### SET TASKS:
• a. Rewrite the paragraph of the Drupal 7 aggregator proposal that begins "Drupal's core aggregator does not satisfy" in fewer words, keeping its main facts.
• b. In the Drupal 7 aggregator proposal, repeat the passage from "Create a simple" up to and including "independent from aggregator.module." word for word.
• c. In the Drupal 7 aggregator proposal, which module creates nodes from feed items?

### DOCUMENT SECTION:
---*---
A new aggregator for Drupal 7

Posted by aron novak on March 17, 2008 at 2:39pm

Problems:

Drupal's core aggregator does not satisfy the requirements of state
of the art aggregation applications. E. g. core aggregator lacks
pluggable configurations or the possibility of creating nodes from
feed items.
There is an explosion of contrib modules that try to cover the
deficiencies of Drupal's aggregator in one or the other way. Previous
attempts to unify aggregation functionality had limited success.

Suggestion:

Create a simple but extensible API for aggregation that ships in a
configuration that covers the most common use case of aggregating
feeds as nodes on a web site.
The basic architecture consists of three pieces:
- an aggregator.module that defines the API, invokes callbacks,
  manages settings and cron processing.
- a parser_common module that downloads and parses XML data into a
  PHP array. This parser should be independent from aggregator.module.
- An aggregator_node module that creates nodes from feed items. This
  is a standard add on module that depends on aggregator module.

Only local images are allowed.
Design details:

All feeds are represented as nodes.
Feeds can be configured on a per content type basis - e. g. create
an og group agnostic feed content type for pulling in news feeds and
create an og group integrated feed content type for pulling in iCal
feeds
aggregator module handles settings of add on modules through a
settings hook. This helps add on module developers to deal with per
content type settings.
As opposed to FeedAPI, there won't be a possibility to override per
content type settings on a per feed level. This is a heavy feature
that is not much used and a source of errors and complications.
Aggregator module will detect the type of feed and automatically
choose the right parser if more than one parser is enabled.
Downloading time on cron will be managed on a time basis (e. g. 50%
of cron time).
The parser will be independent so it can be used without aggregator
module.
The standard configuration will be very basic and as opposed to the
current core aggregator, it will come without a category handling.
It is still to be determined how to build views of feed items -
depends on whether a views style view builder will go into D7 core.
We should possibly split feed downloading and feed parsing in two
different hook operations

Tests and documentation:

Documentation on api.drupal.org
Unit tests and possibly UI tests for optimal test coverage.

Comments

FYI: if this planned stuff

Posted by aron novak on March 17, 2008 at 2:41pm

FYI: if this planned stuff will be the part of Drupal 7, all of the FeedAPI-dependent contrib modules will be ported. (feedapi_mepper - FEMP, feedapi_node_views, etc)
---*---
### INFORMATION SUPPLIED:
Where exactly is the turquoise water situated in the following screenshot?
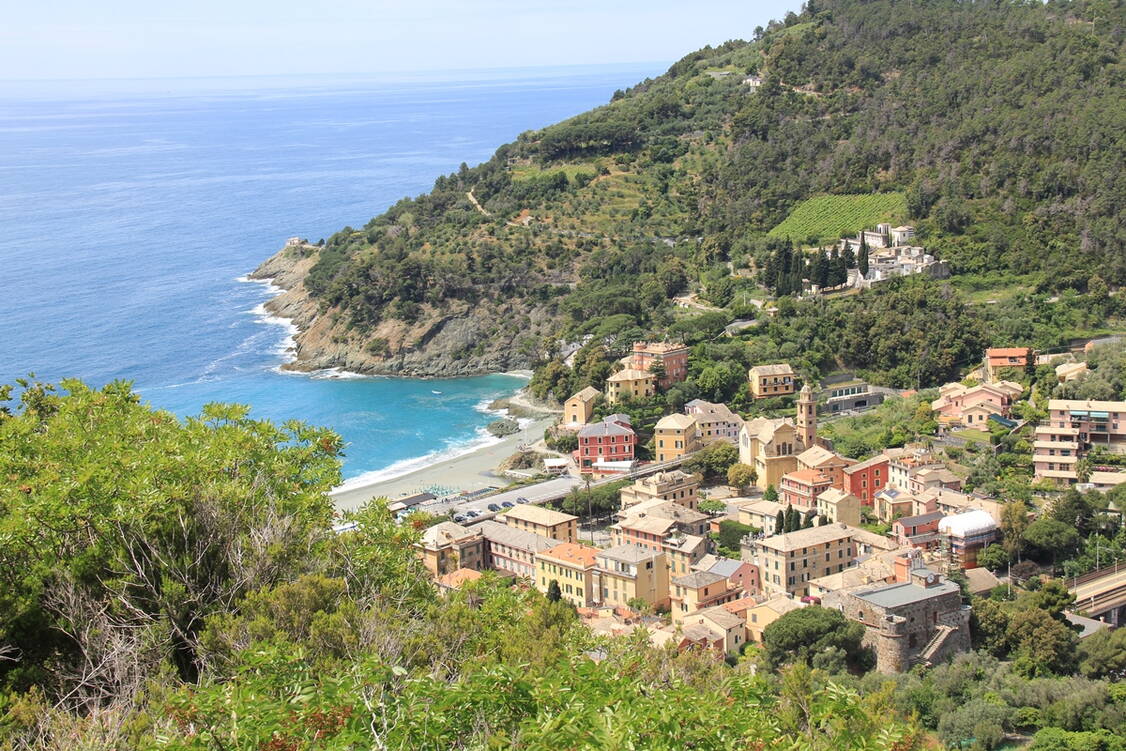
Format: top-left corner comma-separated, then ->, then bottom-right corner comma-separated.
0,65 -> 661,477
---*---
### SOLUTIONS BELOW:
• a. Drupal's core aggregator falls short of modern aggregation needs. For example, it has no pluggable configurations and cannot create nodes from feed items.

• b.
Create a simple but extensible API for aggregation that ships in a
configuration that covers the most common use case of aggregating
feeds as nodes on a web site.
The basic architecture consists of three pieces:
- an aggregator.module that defines the API, invokes callbacks,
  manages settings and cron processing.
- a parser_common module that downloads and parses XML data into a
  PHP array. This parser should be independent from aggregator.module.

• c. The aggregator_node module.